[The problem] Reproduce verbatim the final portion of the material below, from the line containing "[mark] team crest" through its last line, and nothing else.

** START Given data **

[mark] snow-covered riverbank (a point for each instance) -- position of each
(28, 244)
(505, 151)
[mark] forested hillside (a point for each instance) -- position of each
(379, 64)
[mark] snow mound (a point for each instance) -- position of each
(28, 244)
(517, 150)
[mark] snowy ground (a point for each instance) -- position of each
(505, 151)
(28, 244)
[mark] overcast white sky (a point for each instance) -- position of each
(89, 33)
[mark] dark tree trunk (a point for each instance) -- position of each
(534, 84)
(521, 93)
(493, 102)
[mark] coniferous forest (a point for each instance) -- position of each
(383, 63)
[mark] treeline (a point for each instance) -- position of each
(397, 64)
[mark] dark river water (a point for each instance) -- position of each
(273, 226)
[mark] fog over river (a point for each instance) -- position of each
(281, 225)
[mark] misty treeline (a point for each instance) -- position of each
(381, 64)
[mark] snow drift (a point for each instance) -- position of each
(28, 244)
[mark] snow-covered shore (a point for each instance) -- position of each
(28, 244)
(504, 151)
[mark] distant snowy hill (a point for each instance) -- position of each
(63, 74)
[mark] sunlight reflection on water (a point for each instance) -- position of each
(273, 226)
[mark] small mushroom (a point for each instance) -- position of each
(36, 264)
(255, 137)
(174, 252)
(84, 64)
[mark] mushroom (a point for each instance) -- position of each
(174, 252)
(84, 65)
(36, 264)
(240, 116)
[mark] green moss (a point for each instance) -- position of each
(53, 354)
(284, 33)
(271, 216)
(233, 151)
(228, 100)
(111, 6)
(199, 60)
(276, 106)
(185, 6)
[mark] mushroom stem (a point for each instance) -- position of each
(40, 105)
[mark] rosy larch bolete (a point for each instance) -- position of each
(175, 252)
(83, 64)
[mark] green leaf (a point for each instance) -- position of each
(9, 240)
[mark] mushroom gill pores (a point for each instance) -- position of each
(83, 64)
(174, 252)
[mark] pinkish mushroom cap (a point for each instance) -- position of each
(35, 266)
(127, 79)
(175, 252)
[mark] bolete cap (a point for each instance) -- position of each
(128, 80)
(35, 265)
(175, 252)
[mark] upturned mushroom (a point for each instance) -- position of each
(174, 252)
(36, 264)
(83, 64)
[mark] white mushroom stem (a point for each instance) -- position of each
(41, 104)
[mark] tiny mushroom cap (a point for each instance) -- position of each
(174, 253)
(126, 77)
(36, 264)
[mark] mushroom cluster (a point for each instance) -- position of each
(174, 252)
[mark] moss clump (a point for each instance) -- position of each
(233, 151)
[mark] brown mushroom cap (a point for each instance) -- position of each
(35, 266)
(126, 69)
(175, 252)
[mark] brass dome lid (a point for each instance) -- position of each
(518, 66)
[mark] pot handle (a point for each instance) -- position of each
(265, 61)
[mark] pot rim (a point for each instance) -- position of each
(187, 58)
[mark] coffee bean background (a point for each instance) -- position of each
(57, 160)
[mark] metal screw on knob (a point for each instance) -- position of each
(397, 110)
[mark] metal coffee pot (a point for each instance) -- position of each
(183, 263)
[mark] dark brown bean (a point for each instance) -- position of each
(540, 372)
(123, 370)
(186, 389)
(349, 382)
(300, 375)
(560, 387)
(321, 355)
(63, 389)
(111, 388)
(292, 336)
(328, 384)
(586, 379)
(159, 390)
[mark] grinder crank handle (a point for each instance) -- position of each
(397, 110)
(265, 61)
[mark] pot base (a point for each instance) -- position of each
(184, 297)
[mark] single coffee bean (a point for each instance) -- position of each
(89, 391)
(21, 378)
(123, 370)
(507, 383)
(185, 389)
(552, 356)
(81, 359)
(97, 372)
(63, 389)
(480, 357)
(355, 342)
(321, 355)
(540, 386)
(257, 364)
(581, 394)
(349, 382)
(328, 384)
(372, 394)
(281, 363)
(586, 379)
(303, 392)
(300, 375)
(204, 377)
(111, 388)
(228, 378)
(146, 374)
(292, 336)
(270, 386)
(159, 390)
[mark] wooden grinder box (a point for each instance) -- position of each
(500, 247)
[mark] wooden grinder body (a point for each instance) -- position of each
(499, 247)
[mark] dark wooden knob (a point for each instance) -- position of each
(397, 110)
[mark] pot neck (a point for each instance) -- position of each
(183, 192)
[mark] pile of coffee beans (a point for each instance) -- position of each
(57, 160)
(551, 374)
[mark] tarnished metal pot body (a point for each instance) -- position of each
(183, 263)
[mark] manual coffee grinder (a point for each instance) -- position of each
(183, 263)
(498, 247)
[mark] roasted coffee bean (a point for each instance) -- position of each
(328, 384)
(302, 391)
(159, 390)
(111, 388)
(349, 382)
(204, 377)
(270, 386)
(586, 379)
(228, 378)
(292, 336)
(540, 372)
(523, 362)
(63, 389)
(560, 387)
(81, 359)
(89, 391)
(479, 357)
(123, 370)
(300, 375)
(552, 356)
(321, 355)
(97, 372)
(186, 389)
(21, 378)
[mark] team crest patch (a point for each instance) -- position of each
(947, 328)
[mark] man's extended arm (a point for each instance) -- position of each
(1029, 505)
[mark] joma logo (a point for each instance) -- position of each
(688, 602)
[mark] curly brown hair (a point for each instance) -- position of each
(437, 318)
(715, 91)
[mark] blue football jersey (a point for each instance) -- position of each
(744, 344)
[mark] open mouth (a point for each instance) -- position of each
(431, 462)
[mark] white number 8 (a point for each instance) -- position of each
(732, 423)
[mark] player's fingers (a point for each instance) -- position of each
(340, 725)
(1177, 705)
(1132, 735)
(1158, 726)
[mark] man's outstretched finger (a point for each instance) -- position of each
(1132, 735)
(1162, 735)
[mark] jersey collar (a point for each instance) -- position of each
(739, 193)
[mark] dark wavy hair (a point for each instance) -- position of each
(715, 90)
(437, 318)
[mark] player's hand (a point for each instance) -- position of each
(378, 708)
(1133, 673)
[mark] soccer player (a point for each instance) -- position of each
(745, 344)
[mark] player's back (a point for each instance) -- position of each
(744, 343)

** END Given data **

[Exercise response]
[mark] team crest patch (a point for each instance) -- position of each
(947, 328)
[mark] man's extended arm (a point for each instance) -- position of each
(1029, 505)
[mark] joma logo (a point for each instance) -- position of each
(688, 602)
[mark] curly brown hair (a point for each instance) -- position of each
(437, 318)
(715, 91)
[mark] blue football jersey (a point for each instance) -- position of each
(744, 344)
[mark] open mouth (a point for each instance) -- position of each
(431, 462)
[mark] white number 8 (a point for each instance) -- position of each
(732, 423)
[mark] player's fingers (a point for each instance) -- position of each
(340, 725)
(1177, 705)
(1132, 735)
(1158, 726)
[mark] man's outstretched finger (a point for each instance) -- position of each
(1132, 735)
(1162, 735)
[mark] jersey collar (a point for each instance) -- position of each
(739, 193)
[mark] dark wavy hair (a point for each instance) -- position of each
(715, 90)
(437, 318)
[mark] player's hand (a point for each instance) -- position of each
(378, 708)
(1133, 673)
[mark] soccer player (a point for each instance) -- position of each
(745, 344)
[mark] player's back (a point for each instance) -- position of each
(744, 343)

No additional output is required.